Task directions:
Find every line of the listing below where "instance" appears, and copy it.
***
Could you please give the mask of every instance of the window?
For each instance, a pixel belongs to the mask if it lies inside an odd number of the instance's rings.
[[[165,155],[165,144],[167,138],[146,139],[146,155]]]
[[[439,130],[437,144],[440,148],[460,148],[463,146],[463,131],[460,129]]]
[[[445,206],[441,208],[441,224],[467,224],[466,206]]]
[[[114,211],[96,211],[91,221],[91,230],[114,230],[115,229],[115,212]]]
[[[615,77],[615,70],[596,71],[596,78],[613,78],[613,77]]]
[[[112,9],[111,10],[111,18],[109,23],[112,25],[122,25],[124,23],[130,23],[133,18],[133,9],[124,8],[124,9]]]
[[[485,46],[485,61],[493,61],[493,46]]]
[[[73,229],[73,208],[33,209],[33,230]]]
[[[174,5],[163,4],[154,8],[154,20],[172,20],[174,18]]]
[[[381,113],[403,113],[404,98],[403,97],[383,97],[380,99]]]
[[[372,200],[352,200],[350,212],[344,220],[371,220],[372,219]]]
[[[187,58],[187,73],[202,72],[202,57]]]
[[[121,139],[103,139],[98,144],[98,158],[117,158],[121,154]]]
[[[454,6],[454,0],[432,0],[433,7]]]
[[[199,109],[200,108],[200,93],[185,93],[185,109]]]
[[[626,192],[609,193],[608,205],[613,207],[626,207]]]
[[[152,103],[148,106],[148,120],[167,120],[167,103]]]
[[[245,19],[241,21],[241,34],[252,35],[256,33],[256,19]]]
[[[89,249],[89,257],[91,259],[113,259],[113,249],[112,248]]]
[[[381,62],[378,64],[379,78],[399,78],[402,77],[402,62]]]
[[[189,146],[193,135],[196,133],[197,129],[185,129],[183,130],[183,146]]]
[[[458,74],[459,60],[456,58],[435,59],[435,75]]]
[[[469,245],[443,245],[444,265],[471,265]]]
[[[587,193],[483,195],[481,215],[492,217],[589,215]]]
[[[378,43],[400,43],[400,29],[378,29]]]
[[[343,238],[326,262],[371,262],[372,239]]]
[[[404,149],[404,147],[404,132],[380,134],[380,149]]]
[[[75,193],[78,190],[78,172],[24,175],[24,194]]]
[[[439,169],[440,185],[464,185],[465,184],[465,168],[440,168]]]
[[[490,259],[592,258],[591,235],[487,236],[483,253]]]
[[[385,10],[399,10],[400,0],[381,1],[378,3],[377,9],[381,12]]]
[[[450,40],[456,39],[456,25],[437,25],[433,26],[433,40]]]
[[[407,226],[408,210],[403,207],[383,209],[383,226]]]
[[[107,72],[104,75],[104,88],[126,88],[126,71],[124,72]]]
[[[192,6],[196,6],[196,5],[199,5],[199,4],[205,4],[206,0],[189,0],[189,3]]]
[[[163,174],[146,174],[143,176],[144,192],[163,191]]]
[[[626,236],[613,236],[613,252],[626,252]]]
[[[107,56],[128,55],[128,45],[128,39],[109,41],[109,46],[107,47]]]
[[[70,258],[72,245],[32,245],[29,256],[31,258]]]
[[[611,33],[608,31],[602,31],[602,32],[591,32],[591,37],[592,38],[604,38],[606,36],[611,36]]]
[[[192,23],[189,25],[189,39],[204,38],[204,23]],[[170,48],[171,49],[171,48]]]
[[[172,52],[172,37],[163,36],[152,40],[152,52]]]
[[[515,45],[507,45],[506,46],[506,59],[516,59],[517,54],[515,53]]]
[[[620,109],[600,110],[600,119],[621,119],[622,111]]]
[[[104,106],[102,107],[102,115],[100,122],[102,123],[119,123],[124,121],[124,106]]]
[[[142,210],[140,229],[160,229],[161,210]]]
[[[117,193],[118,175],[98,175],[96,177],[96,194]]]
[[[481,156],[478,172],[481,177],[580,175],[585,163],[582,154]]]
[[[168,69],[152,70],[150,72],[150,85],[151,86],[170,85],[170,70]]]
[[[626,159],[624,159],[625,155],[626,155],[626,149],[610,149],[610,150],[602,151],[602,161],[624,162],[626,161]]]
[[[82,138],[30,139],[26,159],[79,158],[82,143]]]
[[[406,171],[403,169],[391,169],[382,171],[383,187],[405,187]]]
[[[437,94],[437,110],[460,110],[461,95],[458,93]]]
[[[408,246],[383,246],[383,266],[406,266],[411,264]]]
***
Solution:
Could you please give the mask of every instance of the window?
For each instance, a pixel belongs to the mask if it lies inside an odd number of the instance's rings.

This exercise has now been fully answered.